_Exercise goal_: Render every entry exactly as it appears.

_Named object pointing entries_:
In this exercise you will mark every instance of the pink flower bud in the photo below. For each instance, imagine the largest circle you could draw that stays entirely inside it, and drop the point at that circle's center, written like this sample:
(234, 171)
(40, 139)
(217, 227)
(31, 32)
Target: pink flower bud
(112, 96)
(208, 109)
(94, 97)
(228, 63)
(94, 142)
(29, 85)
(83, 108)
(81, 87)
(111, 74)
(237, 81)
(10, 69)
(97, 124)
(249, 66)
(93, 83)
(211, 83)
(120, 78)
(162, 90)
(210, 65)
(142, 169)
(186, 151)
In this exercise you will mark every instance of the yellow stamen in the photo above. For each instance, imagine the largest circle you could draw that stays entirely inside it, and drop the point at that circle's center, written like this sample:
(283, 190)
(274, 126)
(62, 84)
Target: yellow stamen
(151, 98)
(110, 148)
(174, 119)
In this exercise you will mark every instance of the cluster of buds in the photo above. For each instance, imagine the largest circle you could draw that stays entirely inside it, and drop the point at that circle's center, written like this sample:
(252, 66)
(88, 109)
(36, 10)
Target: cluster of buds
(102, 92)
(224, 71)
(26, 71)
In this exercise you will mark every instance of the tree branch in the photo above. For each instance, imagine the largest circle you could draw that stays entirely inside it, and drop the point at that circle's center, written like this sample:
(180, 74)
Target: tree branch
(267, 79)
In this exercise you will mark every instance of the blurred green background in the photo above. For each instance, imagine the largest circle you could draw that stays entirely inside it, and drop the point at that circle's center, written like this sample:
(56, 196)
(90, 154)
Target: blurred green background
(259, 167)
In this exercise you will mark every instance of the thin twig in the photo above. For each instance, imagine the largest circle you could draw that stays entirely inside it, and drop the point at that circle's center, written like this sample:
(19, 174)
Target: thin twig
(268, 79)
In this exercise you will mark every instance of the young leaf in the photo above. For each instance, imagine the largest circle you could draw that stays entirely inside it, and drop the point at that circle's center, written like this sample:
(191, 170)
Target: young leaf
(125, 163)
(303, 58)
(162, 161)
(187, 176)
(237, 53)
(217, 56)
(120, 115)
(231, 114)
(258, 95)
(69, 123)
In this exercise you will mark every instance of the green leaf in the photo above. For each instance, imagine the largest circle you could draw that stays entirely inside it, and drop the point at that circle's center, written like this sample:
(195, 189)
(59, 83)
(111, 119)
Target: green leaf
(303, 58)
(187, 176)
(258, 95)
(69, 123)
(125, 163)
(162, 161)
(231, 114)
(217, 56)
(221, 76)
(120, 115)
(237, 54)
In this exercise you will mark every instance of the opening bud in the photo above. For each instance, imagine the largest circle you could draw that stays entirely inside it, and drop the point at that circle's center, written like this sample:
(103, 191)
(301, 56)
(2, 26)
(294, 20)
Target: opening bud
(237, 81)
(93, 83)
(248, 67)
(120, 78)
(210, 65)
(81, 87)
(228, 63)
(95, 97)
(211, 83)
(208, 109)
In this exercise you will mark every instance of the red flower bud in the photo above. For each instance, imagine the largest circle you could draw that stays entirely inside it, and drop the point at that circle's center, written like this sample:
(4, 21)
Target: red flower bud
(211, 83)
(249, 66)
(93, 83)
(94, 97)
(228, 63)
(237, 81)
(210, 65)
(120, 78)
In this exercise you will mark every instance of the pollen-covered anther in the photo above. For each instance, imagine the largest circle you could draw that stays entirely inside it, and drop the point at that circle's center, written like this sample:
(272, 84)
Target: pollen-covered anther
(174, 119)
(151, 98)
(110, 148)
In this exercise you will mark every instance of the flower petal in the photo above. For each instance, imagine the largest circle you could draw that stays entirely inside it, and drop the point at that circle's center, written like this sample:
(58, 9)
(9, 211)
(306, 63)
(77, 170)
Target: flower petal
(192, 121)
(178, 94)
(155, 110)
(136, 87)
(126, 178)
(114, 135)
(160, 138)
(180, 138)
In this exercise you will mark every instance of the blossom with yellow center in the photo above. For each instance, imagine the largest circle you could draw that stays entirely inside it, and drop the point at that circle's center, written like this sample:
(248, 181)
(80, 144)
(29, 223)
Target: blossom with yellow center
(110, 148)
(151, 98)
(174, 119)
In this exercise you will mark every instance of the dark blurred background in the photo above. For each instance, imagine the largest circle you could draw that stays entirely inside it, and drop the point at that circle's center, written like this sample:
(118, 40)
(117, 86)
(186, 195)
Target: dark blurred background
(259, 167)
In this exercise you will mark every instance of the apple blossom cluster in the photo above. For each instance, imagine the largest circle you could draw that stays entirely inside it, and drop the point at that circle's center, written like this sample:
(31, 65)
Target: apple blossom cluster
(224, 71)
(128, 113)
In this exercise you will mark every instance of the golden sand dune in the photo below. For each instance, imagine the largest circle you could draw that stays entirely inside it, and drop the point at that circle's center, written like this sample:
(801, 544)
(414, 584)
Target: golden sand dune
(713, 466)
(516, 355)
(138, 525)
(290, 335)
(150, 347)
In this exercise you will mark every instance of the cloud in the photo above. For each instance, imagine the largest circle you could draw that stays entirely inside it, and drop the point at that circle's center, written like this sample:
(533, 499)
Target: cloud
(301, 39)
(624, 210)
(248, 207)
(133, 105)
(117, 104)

_Solution to this problem_:
In this exercise you will mark every instance of the pink flower bud in the photo below. For each instance, imagine the largest circle you could draw that stays entirely inside it, and drop the point at that circle's center, written like this sample:
(234, 171)
(40, 139)
(217, 227)
(31, 32)
Target: pink flower bud
(112, 96)
(208, 109)
(94, 97)
(228, 63)
(94, 142)
(29, 85)
(83, 108)
(81, 87)
(111, 74)
(237, 81)
(10, 69)
(97, 124)
(249, 66)
(93, 83)
(211, 83)
(120, 78)
(162, 90)
(210, 65)
(142, 169)
(186, 151)
In this exercise you will mark every instance of the yellow stamen in the photo above. For each instance, imagine the largest circle you could draw that stays entirely inside it, and drop the point at that circle's center, written like this sample:
(283, 190)
(274, 126)
(62, 84)
Target: yellow stamen
(151, 98)
(110, 148)
(174, 119)
In this exercise you will mark every instance of the cluster of buds in the photo above. For each instance, imagine the largest circle you could draw that stays entirely inside it, and drop the point at that circle's center, written like this sample:
(252, 66)
(88, 109)
(36, 10)
Target: cluster of buds
(102, 92)
(224, 71)
(26, 71)
In this exercise you will mark every instance of the tree branch in the photo above. For each instance, imagine the largest circle you could draw that stays entirely inside it, and drop the point at that circle's center, written like this sample:
(180, 74)
Target: tree branch
(267, 79)
In this exercise you will mark every instance of the blurred green background in the photo above. For each instance, imagine the largest circle you could draw that stays entirely inside it, and drop the point at that circle's center, written like this sample:
(56, 196)
(90, 154)
Target: blurred green background
(259, 167)
In this exercise you will mark every instance of the thin twig in the photo above. For each instance, imagine the largest circle you could draw that stays entirely inside it, and drop the point at that circle's center, written like this sample:
(19, 174)
Target: thin twig
(268, 79)
In this exercise you will mark every instance of the young leaf in the photo above. For each instance, imagine the largest circle you could draw that stays entirely inside it, and drop the point at that circle's center, written like this sample:
(191, 170)
Target: young leaf
(125, 163)
(303, 58)
(162, 161)
(187, 176)
(237, 53)
(217, 56)
(120, 115)
(231, 114)
(258, 95)
(69, 123)
In this exercise you will mark every instance of the green leaf in the photo above. For each instance, imagine the largest circle you could draw that stays entirely inside it, and drop the point at that circle's center, written like this sample:
(195, 189)
(59, 83)
(111, 119)
Target: green leaf
(303, 58)
(187, 176)
(258, 95)
(69, 123)
(125, 163)
(162, 161)
(231, 114)
(217, 56)
(221, 76)
(120, 115)
(237, 54)
In this exercise you will mark every instance of the opening bud in the photo above. For each instance, imagine the largest circle you could draw that stays entirely inside it, and drop the point at that circle's center, written like this sample:
(103, 191)
(301, 56)
(2, 26)
(294, 20)
Target: opening bud
(237, 81)
(93, 83)
(248, 67)
(120, 78)
(210, 65)
(81, 87)
(228, 63)
(95, 97)
(211, 83)
(208, 109)
In this exercise you will mark every instance of the red flower bud in the photo above. For each instance, imagine the largest circle you could draw that stays entirely inside it, and drop the point at that circle's center, written like this sample:
(4, 21)
Target: red flower bud
(211, 83)
(249, 66)
(93, 83)
(94, 97)
(228, 63)
(237, 81)
(210, 65)
(120, 78)
In this exercise you will mark every instance of the pollen-covered anther in the photo above. For each instance, imagine the largest circle you could draw that stays entirely inside it, and drop the point at that circle's center, written like this sample:
(272, 84)
Target: pollen-covered anther
(174, 119)
(151, 98)
(110, 148)
In this exercise you will mark every instance of the flower petal in the photo above. For each instance, imagine the largest circle you could draw that stays entirely inside it, and drop the point at that circle's center, written like this sample:
(58, 9)
(9, 211)
(306, 63)
(77, 170)
Target: flower petal
(192, 121)
(178, 94)
(155, 110)
(136, 87)
(126, 178)
(114, 135)
(160, 138)
(180, 138)
In this exercise you will mark every instance of the blossom with yellow center in the photo above. For each instance, imagine the largest circle you could draw that stays entirely inside it, and drop the point at that circle's center, written like this sample:
(248, 181)
(80, 144)
(29, 223)
Target: blossom with yellow center
(110, 148)
(151, 98)
(174, 119)
In this exercise you will mark every instance of the dark blurred background in the photo above. For each instance, imagine the largest circle you could draw that stays entirely inside it, and drop the point at that circle's center, written like this sample:
(118, 40)
(117, 86)
(186, 195)
Target: dark blurred background
(259, 167)
In this exercise you will mark every instance of the apple blossom cluster in the photo above. For each instance, imagine the largest circle you could draw that stays entirely inside it, and drop the point at that circle's center, written like this sample:
(31, 65)
Target: apple blossom cluster
(224, 71)
(128, 113)
In this exercise you will mark every instance of the golden sand dune in the photo below. For each instance, imagine the largest circle you could draw that stays entirely inside it, and drop the point at that circle's center, written like this sample:
(801, 544)
(414, 584)
Target: golden sand dune
(713, 466)
(516, 355)
(138, 525)
(290, 335)
(150, 347)
In this exercise you will mark every instance of the cloud in the photo above. For each instance, imagine the largest circle you could draw that stays entirely inside it, and drop the point at that circle's center, written like this sample:
(533, 499)
Target: cloud
(301, 39)
(624, 210)
(248, 207)
(133, 105)
(117, 104)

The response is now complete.